WHAT TO WORK ON
Change "blonde woman" to "fair-haired woman" in everything from the line with "Can you find the red rope" down to the line with "pixel 777 224", and give back those lines with nothing else altered.

STORED ROWS
*****

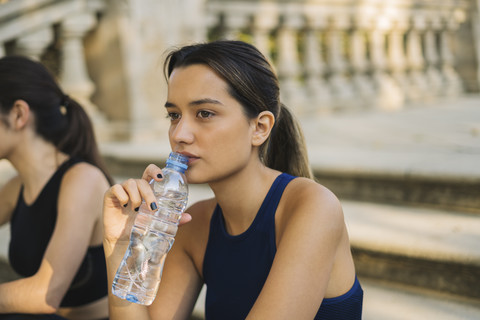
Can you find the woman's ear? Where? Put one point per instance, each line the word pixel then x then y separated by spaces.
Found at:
pixel 263 125
pixel 20 114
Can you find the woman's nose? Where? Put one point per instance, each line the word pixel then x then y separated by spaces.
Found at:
pixel 182 132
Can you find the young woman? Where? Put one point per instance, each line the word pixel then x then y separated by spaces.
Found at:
pixel 272 243
pixel 54 205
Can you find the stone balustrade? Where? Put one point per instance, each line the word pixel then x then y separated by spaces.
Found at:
pixel 330 55
pixel 350 54
pixel 30 28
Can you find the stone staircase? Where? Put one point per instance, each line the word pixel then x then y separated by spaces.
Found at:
pixel 409 183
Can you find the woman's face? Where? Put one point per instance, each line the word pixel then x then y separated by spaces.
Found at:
pixel 207 124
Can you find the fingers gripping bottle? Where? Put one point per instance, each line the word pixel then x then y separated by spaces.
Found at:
pixel 138 276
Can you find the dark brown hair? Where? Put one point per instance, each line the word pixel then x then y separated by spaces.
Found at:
pixel 253 83
pixel 59 119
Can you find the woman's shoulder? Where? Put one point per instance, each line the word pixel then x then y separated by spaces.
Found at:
pixel 82 171
pixel 84 180
pixel 201 211
pixel 9 194
pixel 304 197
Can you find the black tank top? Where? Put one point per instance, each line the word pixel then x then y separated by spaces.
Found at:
pixel 31 228
pixel 236 267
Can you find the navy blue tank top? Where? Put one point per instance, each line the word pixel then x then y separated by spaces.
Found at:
pixel 236 267
pixel 31 228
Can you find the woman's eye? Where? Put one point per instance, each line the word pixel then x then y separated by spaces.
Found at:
pixel 173 116
pixel 204 114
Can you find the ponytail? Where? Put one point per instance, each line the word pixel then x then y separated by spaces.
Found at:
pixel 254 84
pixel 286 150
pixel 78 138
pixel 58 118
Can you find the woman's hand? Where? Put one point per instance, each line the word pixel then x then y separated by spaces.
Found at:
pixel 122 201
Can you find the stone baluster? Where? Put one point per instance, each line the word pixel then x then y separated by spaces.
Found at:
pixel 264 21
pixel 234 23
pixel 288 65
pixel 317 88
pixel 397 61
pixel 363 83
pixel 389 96
pixel 452 83
pixel 416 63
pixel 73 70
pixel 33 44
pixel 341 88
pixel 432 58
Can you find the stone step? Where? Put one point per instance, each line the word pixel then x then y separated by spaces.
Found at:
pixel 384 300
pixel 416 156
pixel 420 247
pixel 427 248
pixel 434 191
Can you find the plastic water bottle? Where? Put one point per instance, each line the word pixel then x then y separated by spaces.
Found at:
pixel 138 276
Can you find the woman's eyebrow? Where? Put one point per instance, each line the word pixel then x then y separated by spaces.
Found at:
pixel 196 102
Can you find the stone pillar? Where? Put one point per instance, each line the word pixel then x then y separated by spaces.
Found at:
pixel 318 93
pixel 432 58
pixel 363 84
pixel 74 78
pixel 396 57
pixel 389 94
pixel 288 62
pixel 342 89
pixel 264 21
pixel 452 83
pixel 416 62
pixel 234 23
pixel 33 44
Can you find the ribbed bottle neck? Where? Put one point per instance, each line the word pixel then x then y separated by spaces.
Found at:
pixel 177 162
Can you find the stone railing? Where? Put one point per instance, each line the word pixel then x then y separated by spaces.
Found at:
pixel 33 28
pixel 330 55
pixel 350 54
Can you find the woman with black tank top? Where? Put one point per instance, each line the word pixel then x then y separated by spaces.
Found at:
pixel 272 243
pixel 54 204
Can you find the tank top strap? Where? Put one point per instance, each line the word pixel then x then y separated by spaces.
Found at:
pixel 270 204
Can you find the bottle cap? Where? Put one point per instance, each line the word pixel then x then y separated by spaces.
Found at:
pixel 178 160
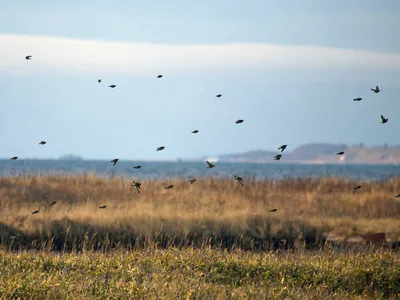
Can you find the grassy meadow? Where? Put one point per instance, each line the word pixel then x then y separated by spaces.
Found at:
pixel 217 212
pixel 213 239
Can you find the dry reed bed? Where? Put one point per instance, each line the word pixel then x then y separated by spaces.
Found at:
pixel 200 274
pixel 218 211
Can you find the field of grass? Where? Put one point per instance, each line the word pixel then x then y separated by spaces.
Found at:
pixel 200 274
pixel 212 212
pixel 214 239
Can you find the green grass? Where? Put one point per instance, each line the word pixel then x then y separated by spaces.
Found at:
pixel 200 274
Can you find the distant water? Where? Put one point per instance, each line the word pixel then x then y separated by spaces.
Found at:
pixel 160 170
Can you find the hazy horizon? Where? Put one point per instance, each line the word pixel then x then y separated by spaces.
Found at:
pixel 290 70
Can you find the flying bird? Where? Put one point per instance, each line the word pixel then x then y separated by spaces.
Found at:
pixel 209 165
pixel 136 185
pixel 282 148
pixel 239 179
pixel 376 90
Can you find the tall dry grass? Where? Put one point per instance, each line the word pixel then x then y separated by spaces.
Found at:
pixel 211 211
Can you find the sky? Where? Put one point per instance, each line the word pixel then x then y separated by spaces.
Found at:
pixel 289 69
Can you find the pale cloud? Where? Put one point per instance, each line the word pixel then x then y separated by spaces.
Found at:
pixel 58 54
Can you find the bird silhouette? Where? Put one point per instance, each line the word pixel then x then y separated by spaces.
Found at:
pixel 376 90
pixel 136 185
pixel 238 179
pixel 209 165
pixel 282 148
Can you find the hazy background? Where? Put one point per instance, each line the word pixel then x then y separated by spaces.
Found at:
pixel 290 69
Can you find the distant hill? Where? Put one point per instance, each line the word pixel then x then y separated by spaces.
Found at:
pixel 321 153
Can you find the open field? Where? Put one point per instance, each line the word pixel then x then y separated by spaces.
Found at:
pixel 188 242
pixel 200 274
pixel 210 212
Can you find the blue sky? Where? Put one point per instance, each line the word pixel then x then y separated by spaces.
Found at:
pixel 290 69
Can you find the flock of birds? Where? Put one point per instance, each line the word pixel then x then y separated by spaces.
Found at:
pixel 136 185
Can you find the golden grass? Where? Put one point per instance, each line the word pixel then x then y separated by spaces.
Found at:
pixel 211 211
pixel 200 274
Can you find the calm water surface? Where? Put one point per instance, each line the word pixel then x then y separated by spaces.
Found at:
pixel 159 170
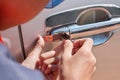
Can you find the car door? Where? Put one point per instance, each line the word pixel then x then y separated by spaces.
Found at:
pixel 106 52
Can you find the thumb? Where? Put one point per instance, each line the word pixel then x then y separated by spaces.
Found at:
pixel 67 51
pixel 32 58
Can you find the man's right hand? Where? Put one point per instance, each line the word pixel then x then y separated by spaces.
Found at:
pixel 78 61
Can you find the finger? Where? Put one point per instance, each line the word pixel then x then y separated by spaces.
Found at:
pixel 58 49
pixel 54 60
pixel 38 47
pixel 51 68
pixel 87 43
pixel 86 47
pixel 46 55
pixel 43 67
pixel 67 52
pixel 30 61
pixel 78 43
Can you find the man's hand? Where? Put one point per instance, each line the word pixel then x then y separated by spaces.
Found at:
pixel 31 61
pixel 78 61
pixel 49 63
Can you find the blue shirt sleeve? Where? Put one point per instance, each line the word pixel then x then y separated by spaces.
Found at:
pixel 11 70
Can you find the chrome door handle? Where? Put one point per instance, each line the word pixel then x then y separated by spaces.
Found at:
pixel 91 21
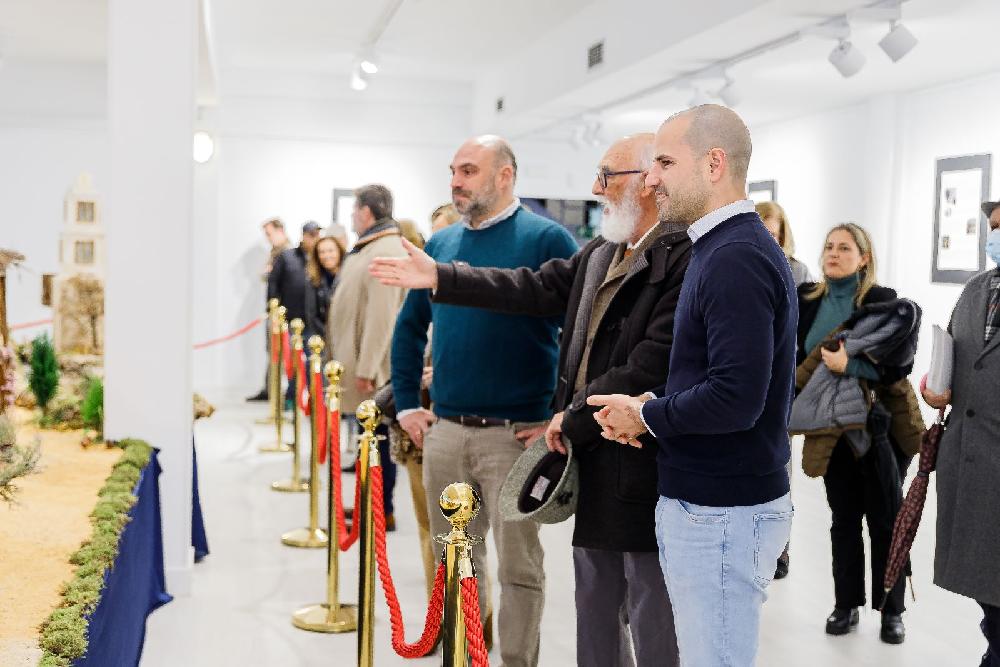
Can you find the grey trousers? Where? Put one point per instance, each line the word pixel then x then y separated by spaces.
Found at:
pixel 483 457
pixel 618 591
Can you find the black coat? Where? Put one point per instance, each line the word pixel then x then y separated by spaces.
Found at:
pixel 808 309
pixel 631 349
pixel 287 282
pixel 317 303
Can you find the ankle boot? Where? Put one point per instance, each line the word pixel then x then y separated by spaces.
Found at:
pixel 841 621
pixel 893 631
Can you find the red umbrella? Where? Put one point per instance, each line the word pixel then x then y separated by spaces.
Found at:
pixel 908 518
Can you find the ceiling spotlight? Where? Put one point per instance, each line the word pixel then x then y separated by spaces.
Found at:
pixel 898 42
pixel 847 59
pixel 359 80
pixel 730 93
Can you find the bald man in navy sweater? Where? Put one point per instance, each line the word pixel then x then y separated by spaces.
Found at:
pixel 725 512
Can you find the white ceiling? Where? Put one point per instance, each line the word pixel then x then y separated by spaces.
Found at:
pixel 451 40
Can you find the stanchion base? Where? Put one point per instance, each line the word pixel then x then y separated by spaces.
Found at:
pixel 305 538
pixel 321 618
pixel 291 485
pixel 275 448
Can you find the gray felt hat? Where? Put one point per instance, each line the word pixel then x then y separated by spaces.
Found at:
pixel 542 485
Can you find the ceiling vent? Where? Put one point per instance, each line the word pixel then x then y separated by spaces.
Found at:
pixel 595 55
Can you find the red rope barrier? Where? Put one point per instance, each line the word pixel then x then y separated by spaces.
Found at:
pixel 474 641
pixel 29 325
pixel 239 332
pixel 302 388
pixel 286 353
pixel 435 608
pixel 344 539
pixel 275 352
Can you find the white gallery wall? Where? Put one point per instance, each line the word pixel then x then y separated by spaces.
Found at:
pixel 874 164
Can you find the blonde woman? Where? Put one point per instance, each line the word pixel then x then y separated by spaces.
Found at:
pixel 854 489
pixel 777 224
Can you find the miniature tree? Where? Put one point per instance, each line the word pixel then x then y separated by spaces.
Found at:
pixel 92 408
pixel 43 377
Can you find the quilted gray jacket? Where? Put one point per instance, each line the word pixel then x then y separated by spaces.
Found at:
pixel 886 334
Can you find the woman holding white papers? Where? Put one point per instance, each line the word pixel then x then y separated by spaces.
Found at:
pixel 967 560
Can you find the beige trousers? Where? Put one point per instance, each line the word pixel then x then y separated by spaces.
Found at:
pixel 483 457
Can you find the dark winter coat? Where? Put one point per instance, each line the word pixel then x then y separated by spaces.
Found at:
pixel 631 349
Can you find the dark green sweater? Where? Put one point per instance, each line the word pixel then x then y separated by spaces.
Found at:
pixel 838 305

*****

FINISHED ANSWER
Can you find the red rope barrier? Where? Put one point per instance, each line the word pixel then x then y separated by spaces.
Found at:
pixel 474 641
pixel 29 325
pixel 239 332
pixel 302 388
pixel 286 353
pixel 435 608
pixel 344 539
pixel 275 352
Can you find the white gallery wall? Where? Put one point per instance, each line the word pixel then x then y separated by spaces.
Found at:
pixel 874 164
Can you find the fair-haired woman? Where? Put one point per instance, each line the word pixel then x then y separated by spaces.
Found at:
pixel 854 489
pixel 777 224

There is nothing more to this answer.